**Work to complete**
Give the entries again exactly, every one of them.

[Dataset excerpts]
- - -

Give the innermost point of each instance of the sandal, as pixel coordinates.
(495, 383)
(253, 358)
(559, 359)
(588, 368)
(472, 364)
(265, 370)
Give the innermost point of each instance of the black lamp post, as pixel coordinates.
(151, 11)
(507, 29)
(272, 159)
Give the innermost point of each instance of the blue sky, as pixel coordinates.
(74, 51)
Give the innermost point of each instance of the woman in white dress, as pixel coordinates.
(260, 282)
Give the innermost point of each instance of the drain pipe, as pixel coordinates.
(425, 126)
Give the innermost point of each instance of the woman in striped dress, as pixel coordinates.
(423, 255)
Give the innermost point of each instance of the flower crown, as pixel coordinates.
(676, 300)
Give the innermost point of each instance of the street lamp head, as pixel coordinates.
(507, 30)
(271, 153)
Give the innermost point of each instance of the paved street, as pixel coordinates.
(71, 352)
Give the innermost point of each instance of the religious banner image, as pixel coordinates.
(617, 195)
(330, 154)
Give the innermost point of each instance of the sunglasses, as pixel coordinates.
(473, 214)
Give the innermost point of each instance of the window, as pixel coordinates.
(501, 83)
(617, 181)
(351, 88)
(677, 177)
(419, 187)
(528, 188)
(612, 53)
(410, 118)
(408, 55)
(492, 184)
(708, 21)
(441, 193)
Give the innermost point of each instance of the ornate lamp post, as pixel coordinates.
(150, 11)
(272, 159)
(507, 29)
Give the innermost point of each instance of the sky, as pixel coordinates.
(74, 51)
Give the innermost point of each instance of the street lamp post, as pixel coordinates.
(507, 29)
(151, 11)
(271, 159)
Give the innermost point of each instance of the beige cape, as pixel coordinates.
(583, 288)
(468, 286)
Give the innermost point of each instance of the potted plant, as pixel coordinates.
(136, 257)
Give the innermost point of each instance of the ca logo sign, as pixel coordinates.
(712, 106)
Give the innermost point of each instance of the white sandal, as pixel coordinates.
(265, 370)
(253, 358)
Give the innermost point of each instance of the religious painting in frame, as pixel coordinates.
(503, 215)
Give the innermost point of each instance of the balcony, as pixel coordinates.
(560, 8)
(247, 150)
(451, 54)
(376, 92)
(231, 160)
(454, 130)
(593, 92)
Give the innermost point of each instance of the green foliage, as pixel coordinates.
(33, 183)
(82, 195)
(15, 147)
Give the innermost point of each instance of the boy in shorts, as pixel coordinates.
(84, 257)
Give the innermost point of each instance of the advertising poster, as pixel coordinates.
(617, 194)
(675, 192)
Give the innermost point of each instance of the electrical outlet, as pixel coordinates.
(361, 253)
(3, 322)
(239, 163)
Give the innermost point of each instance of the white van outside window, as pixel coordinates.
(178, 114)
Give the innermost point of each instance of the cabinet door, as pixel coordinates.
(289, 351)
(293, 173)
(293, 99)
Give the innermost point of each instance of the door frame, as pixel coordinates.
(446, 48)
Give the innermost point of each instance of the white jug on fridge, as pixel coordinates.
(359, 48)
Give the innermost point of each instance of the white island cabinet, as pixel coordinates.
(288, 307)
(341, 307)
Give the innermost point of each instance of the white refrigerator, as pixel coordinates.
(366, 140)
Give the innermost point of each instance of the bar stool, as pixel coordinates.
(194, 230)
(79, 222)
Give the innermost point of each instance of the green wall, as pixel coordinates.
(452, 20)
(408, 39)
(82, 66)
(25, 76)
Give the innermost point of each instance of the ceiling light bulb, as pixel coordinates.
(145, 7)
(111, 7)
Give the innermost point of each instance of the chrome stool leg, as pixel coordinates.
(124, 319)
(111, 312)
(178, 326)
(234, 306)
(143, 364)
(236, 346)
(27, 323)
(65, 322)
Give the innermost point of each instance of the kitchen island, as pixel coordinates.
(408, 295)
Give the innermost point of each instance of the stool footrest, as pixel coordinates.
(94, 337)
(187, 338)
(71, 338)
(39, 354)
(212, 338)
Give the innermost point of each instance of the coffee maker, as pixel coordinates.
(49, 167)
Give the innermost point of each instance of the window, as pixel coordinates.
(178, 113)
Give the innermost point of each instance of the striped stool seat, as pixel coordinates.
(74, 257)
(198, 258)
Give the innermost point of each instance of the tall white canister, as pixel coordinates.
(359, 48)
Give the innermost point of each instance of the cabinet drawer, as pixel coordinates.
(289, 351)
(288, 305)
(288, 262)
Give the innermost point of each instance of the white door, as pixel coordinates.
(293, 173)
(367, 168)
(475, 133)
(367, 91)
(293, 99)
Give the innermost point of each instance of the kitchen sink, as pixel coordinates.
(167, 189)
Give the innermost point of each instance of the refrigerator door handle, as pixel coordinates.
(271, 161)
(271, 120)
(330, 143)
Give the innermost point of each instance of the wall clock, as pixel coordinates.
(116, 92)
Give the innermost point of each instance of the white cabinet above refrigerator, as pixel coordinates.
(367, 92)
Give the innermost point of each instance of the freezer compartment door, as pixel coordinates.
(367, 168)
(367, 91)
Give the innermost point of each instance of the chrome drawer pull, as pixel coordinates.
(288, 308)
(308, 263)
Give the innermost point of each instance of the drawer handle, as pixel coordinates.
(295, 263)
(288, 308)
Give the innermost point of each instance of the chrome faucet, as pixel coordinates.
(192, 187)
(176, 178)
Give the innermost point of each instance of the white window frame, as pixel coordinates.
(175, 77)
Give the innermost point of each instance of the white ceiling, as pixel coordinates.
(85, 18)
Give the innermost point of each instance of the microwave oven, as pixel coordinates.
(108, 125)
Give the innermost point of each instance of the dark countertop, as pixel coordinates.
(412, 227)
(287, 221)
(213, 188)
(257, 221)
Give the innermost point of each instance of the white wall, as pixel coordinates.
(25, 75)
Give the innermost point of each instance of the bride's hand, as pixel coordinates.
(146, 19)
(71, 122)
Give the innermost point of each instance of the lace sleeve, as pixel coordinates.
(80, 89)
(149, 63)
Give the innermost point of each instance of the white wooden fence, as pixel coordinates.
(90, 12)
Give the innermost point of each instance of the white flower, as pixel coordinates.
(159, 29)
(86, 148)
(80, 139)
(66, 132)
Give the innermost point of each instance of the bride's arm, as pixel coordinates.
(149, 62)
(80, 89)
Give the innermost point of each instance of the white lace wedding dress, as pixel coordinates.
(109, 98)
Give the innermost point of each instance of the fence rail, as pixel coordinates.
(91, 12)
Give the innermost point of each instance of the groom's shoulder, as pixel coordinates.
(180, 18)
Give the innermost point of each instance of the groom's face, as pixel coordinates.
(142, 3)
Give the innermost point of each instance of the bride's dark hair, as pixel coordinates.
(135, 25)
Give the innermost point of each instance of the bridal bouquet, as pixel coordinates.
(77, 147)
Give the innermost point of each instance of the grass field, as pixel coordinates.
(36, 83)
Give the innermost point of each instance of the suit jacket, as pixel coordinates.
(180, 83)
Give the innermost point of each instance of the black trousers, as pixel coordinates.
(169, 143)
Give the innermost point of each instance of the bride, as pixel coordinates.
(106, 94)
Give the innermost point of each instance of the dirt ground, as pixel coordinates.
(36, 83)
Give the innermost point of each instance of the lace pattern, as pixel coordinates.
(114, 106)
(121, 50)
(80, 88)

- - -

**Solution to the exercise**
Give the innermost point of each instance of the sandal, as pixel coordinates.
(495, 383)
(253, 358)
(559, 359)
(588, 368)
(472, 364)
(265, 370)
Give the innermost point of each instance of the black lamp post, as pixel coordinates.
(151, 11)
(507, 29)
(272, 159)
Give the innermost point of each instance of the blue sky, as pixel coordinates.
(74, 51)
Give the innermost point of each instance of the woman in white dress, as pixel coordinates.
(260, 282)
Give the innermost point of each instance of the drain pipe, as pixel coordinates.
(425, 126)
Give the innermost point of each instance of the woman in striped dress, as pixel coordinates.
(423, 255)
Give the innermost point of each instance of the flower crown, as pixel coordinates.
(676, 300)
Give the innermost point of each instance of the street lamp head, as pixel coordinates.
(507, 30)
(271, 153)
Give the innermost point of each instance of the paved street, as pixel coordinates.
(71, 352)
Give the innermost point of each instance of the religious banner image, as pixel coordinates.
(617, 195)
(330, 154)
Give the innermost point of each instance of the sunglasses, as pixel coordinates.
(473, 214)
Give the innermost point of each instance of the window, as pixel coordinates.
(501, 83)
(617, 181)
(351, 88)
(677, 177)
(419, 187)
(528, 188)
(612, 53)
(410, 118)
(408, 55)
(492, 184)
(708, 21)
(441, 193)
Give the innermost point of each instance of the ornate lamp post, as pixel coordinates.
(150, 11)
(272, 159)
(507, 29)
Give the innermost point of each instance of the sky, as pixel coordinates.
(74, 51)
Give the innermost point of each instance of the street lamp post, as pixel coordinates.
(507, 29)
(151, 11)
(271, 159)
Give the innermost point of each instance of the beige cape, as pixel coordinates.
(583, 288)
(468, 286)
Give the innermost point of each instance of the potted plant, as pixel coordinates.
(136, 257)
Give the innermost point of each instance of the ca logo sign, as pixel coordinates.
(712, 106)
Give the innermost point of each instance of the white sandal, as pixel coordinates.
(265, 370)
(253, 358)
Give the innermost point of each instance of the religious painting in frame, as pixel coordinates.
(503, 215)
Give the innermost point of each instance of the balcony, as pixel coordinates.
(560, 8)
(247, 150)
(451, 54)
(376, 92)
(231, 160)
(454, 130)
(593, 92)
Give the innermost point of each instance of the green foliage, as pixel coordinates.
(33, 183)
(82, 195)
(15, 147)
Give the innermost point of each instance of the boy in shorts, as pixel coordinates.
(84, 257)
Give the innermost point of each instance of the advertising poster, as pixel coordinates.
(617, 194)
(675, 192)
Give the innermost point of each instance of the electrical outlet, as pixel coordinates.
(361, 253)
(3, 322)
(239, 163)
Give the innermost point of each instance of the white van outside window, as pixel coordinates.
(178, 114)
Give the innermost point of each instance of the cabinet door, as pixel coordinates.
(289, 351)
(293, 173)
(293, 99)
Give the innermost point of each instance of the door frame, as pixel coordinates.
(446, 48)
Give the innermost point of each instance of the white jug on fridge, as pixel coordinates.
(359, 48)
Give the innermost point of each instance of the white island cabinet, as pixel coordinates.
(288, 307)
(341, 307)
Give the innermost point of each instance of the white refrigerator, as pixel coordinates.
(366, 140)
Give the innermost point of each instance of the bar stool, as pixel coordinates.
(194, 230)
(79, 222)
Give the innermost point of each instance of the green wall, as pixel coordinates.
(452, 20)
(408, 39)
(82, 66)
(25, 76)
Give the innermost point of each instance of the ceiling light bulb, as pixel coordinates.
(145, 7)
(111, 7)
Give the innermost point of each instance of the chrome stool leg, as pixel coordinates.
(124, 319)
(111, 312)
(178, 326)
(234, 306)
(143, 364)
(236, 346)
(27, 323)
(65, 322)
Give the innermost point of each instance of the kitchen island, as pixel coordinates.
(408, 295)
Give the innermost point of each instance of the stool footrest, as pixel coordinates.
(94, 337)
(187, 338)
(71, 338)
(39, 354)
(212, 338)
Give the innermost point of each instance of the coffee maker, as pixel coordinates.
(49, 167)
Give the innermost point of each instance of the window, as pixel coordinates.
(178, 113)
Give the innermost point of each instance of the striped stool seat, as pixel coordinates.
(74, 257)
(198, 258)
Give the innermost point of each instance of the tall white canister, as pixel coordinates.
(359, 48)
Give the innermost point of each instance of the cabinet drawer, as pixel coordinates.
(289, 351)
(288, 305)
(288, 262)
Give the innermost point of each instance of the white door, as pixel coordinates.
(293, 173)
(367, 168)
(475, 133)
(367, 91)
(293, 99)
Give the innermost point of each instance of the kitchen sink, as pixel coordinates.
(167, 189)
Give the innermost point of each instance of the refrigerator door handle, as pixel coordinates.
(271, 161)
(271, 120)
(330, 143)
Give the innermost point of each instance of the wall clock, as pixel coordinates.
(116, 92)
Give the innermost point of each instance of the white cabinet above refrigerator, as pixel coordinates.
(367, 92)
Give the innermost point of each instance of the freezer compartment door, as pixel coordinates.
(367, 168)
(367, 91)
Give the innermost point of each instance of the chrome drawer pull, as pixel coordinates.
(288, 308)
(308, 263)
Give the innermost point of each instance of the drawer handle, as pixel coordinates.
(295, 263)
(288, 308)
Give the innermost point of each instance of the chrome faucet, as pixel coordinates.
(192, 187)
(176, 178)
Give the innermost point of each instance of the white window frame, as pixel coordinates.
(175, 77)
Give the innermost point of each instance of the white ceiling, as pixel coordinates.
(85, 18)
Give the innermost point of each instance of the microwave oven, as pixel coordinates.
(108, 125)
Give the innermost point of each instance of the dark countertop, as pixel coordinates.
(412, 227)
(287, 221)
(213, 188)
(257, 221)
Give the innermost point of each instance of the white wall, as pixel coordinates.
(25, 75)
Give the innermost point of each instance of the bride's hand, as pixel coordinates.
(146, 19)
(71, 122)
Give the innermost point of each instance of the lace sleeve, as pixel coordinates.
(80, 89)
(149, 63)
Give the innermost point of each instance of the white wooden fence, as pixel coordinates.
(90, 12)
Give the innermost point of each instance of the white flower, as pixel coordinates.
(159, 29)
(86, 148)
(80, 139)
(66, 132)
Give the innermost point of each instance of the bride's arm, as pixel coordinates.
(149, 62)
(80, 89)
Give the innermost point of each instance of the white lace wedding dress, as pixel coordinates.
(109, 98)
Give the innermost point of each instance of the fence rail, as pixel coordinates.
(91, 12)
Give the innermost point of each instance of the groom's shoulder, as pixel coordinates.
(180, 18)
Give the innermost point of each instance of the groom's face, as pixel coordinates.
(142, 3)
Give the innermost point of each instance of the bride's dark hair, as pixel coordinates.
(135, 25)
Give the innermost point of each instance of the bridal bouquet, as pixel coordinates.
(77, 147)
Give the innermost point of each instance of the grass field, as pixel coordinates.
(36, 83)
Give the innermost point of each instance of the suit jacket, as pixel coordinates.
(180, 83)
Give the innermost point of each instance of the black trousers, as pixel coordinates.
(169, 143)
Give the innermost point of each instance of the bride, as pixel coordinates.
(106, 94)
Give the innermost point of each instance of the dirt ground, as pixel coordinates.
(36, 83)
Give the innermost point of each instance of the lace pattern, as pixel coordinates.
(114, 106)
(121, 50)
(80, 88)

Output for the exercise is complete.